[Deine Aufgabe]:
Zitiere die Zeilen wörtlich, beginnend mit der Zeile, die „boxes for patterned“ enthält, bis einschließlich der letzten Zeile der Arbeitsdaten.

[Arbeitsdaten]:

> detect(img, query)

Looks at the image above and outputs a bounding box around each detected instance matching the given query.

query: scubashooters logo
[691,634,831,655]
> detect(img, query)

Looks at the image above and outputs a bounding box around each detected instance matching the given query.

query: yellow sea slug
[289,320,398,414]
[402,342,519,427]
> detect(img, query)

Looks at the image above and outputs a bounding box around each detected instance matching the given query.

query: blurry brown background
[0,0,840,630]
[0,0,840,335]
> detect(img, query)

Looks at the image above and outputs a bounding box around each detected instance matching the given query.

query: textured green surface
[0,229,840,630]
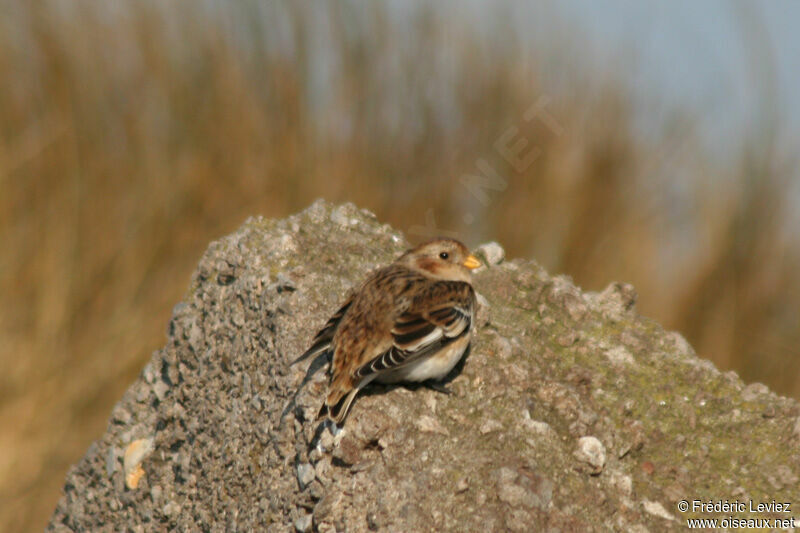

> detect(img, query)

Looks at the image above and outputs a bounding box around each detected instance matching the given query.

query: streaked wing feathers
[355,281,475,378]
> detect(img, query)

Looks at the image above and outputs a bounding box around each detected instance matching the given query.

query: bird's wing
[355,281,475,378]
[290,295,354,366]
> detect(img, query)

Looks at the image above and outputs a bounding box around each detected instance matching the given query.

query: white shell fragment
[122,437,153,490]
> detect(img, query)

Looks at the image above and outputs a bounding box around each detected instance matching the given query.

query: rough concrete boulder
[49,202,800,532]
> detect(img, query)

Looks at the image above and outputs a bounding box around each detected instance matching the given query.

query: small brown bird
[292,239,481,425]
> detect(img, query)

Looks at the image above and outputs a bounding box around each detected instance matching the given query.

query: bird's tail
[318,375,375,427]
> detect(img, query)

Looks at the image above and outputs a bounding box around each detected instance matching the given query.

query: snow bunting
[292,239,481,425]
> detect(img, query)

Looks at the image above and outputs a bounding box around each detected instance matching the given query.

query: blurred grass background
[0,0,800,531]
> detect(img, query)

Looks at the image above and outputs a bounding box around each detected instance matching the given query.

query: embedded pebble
[575,436,606,474]
[479,419,503,435]
[123,437,153,490]
[297,463,316,490]
[294,514,313,533]
[605,346,636,365]
[476,241,506,266]
[742,383,769,402]
[415,415,450,435]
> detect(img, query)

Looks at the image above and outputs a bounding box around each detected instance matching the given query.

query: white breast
[376,335,470,383]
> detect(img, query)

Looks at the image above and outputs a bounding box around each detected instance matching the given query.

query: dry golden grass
[0,1,800,531]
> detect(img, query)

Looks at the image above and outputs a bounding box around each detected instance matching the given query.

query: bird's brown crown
[397,238,480,282]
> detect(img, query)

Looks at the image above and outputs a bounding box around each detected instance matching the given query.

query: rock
[294,514,313,533]
[297,463,316,490]
[575,437,606,474]
[49,201,800,531]
[475,241,506,266]
[642,500,675,520]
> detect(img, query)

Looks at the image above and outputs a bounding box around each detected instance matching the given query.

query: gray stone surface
[49,202,800,532]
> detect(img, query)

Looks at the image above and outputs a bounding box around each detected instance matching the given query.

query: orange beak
[463,254,481,270]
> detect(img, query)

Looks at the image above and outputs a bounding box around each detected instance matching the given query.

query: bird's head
[398,238,481,282]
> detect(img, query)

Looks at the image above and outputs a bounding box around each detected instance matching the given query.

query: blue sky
[549,0,800,154]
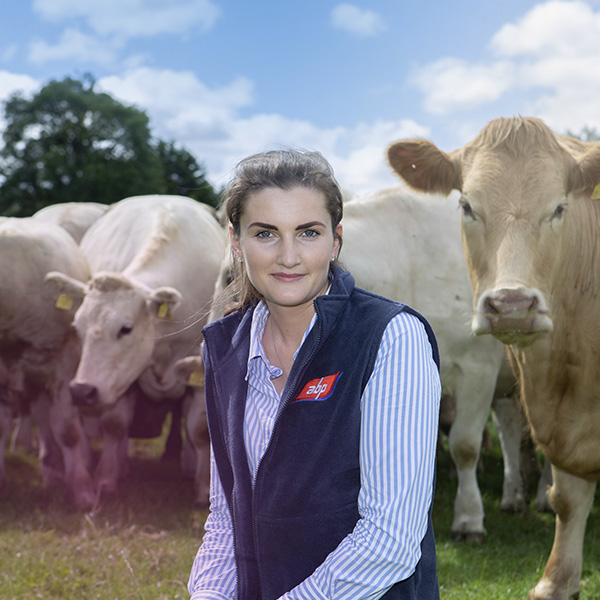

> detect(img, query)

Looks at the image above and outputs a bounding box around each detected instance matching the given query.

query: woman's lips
[272,273,304,283]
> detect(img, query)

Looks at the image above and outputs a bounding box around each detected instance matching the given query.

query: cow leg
[529,465,596,600]
[94,390,135,493]
[50,382,96,510]
[161,399,183,460]
[182,388,210,508]
[31,391,65,485]
[448,369,495,541]
[0,398,12,490]
[492,396,527,513]
[533,458,552,512]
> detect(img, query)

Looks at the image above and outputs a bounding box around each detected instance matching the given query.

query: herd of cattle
[0,117,600,600]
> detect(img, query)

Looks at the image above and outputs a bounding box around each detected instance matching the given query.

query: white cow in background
[32,202,108,243]
[49,195,226,502]
[340,187,526,540]
[0,218,95,509]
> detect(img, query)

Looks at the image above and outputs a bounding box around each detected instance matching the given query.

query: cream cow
[0,218,95,509]
[31,202,108,243]
[388,117,600,600]
[49,195,226,502]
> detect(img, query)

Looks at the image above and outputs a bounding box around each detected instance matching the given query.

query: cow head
[388,118,600,345]
[47,273,181,409]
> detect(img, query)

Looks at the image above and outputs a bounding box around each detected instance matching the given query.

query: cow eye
[117,323,133,339]
[550,203,567,221]
[458,199,475,220]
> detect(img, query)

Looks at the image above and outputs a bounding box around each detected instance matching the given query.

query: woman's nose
[279,240,300,268]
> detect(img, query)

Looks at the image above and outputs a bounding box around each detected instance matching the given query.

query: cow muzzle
[472,288,553,345]
[69,381,98,408]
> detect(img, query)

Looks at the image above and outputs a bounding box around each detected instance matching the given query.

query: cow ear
[44,271,88,312]
[174,356,204,387]
[569,143,600,200]
[387,140,462,196]
[148,287,181,319]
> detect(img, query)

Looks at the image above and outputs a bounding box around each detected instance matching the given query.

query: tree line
[0,75,219,217]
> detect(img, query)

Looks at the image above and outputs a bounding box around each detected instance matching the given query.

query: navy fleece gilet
[204,268,439,600]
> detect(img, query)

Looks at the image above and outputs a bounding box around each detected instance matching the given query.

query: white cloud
[412,0,600,131]
[33,0,220,38]
[331,4,387,38]
[411,58,514,115]
[491,0,600,59]
[0,71,41,101]
[29,29,119,67]
[1,44,19,62]
[96,68,429,194]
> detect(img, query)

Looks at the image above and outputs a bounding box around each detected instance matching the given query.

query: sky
[0,0,600,195]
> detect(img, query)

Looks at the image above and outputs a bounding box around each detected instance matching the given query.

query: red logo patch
[293,371,342,402]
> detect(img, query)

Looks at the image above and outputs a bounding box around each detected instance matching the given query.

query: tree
[0,76,216,216]
[156,140,219,207]
[567,125,600,142]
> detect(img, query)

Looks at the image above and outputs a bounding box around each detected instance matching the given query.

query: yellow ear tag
[158,302,169,319]
[188,371,204,387]
[54,294,73,310]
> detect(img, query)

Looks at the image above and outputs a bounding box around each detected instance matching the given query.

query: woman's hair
[222,148,343,312]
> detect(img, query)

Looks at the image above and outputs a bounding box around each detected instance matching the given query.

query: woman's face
[230,187,342,311]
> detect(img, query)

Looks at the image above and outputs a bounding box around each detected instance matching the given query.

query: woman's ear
[229,225,242,260]
[332,224,344,258]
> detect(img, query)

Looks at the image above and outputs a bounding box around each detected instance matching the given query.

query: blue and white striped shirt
[188,303,441,600]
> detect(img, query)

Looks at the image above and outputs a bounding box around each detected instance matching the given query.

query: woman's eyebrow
[296,221,325,231]
[248,221,277,229]
[248,221,325,231]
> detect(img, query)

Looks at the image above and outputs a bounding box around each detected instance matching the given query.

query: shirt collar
[246,284,331,378]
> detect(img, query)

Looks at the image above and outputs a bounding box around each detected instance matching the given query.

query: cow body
[341,187,526,540]
[48,195,225,504]
[0,218,95,508]
[389,118,600,600]
[32,202,108,243]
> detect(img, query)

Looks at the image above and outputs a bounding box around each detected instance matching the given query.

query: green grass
[0,424,600,600]
[0,442,206,600]
[434,444,600,600]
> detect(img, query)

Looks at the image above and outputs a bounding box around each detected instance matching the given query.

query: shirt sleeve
[188,452,237,600]
[281,313,441,600]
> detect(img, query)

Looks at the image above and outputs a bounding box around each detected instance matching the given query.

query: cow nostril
[483,290,540,317]
[483,297,500,316]
[69,383,98,406]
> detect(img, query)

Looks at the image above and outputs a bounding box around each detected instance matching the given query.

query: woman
[189,150,441,600]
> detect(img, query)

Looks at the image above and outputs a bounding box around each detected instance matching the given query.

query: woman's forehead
[242,187,331,224]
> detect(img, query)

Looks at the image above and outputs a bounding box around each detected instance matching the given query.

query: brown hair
[222,148,343,312]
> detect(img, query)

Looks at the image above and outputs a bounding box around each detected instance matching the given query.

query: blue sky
[0,0,600,194]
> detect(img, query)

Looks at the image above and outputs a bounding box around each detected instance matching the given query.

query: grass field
[0,422,600,600]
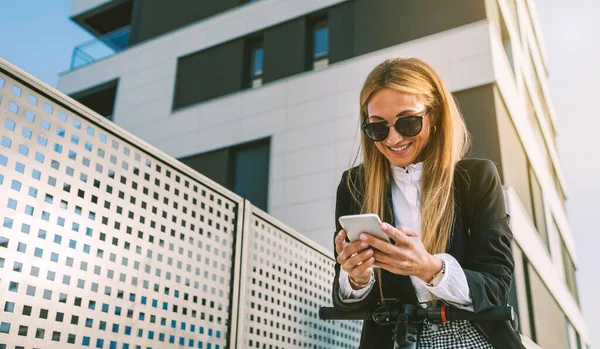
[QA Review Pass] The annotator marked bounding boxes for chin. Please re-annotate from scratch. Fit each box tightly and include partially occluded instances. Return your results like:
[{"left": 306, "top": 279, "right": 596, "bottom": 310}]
[{"left": 386, "top": 152, "right": 415, "bottom": 167}]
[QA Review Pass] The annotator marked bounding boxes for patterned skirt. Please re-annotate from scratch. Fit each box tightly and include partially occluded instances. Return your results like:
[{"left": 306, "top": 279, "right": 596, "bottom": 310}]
[{"left": 417, "top": 320, "right": 494, "bottom": 349}]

[Erwartete Ausgabe]:
[QA Review Pass] The annotator marked bounding boxes for patterned skirt. Please re-annotate from scratch. Fit each box tightly and include partially occluded instances. Return your results like:
[{"left": 306, "top": 279, "right": 596, "bottom": 310}]
[{"left": 417, "top": 320, "right": 494, "bottom": 349}]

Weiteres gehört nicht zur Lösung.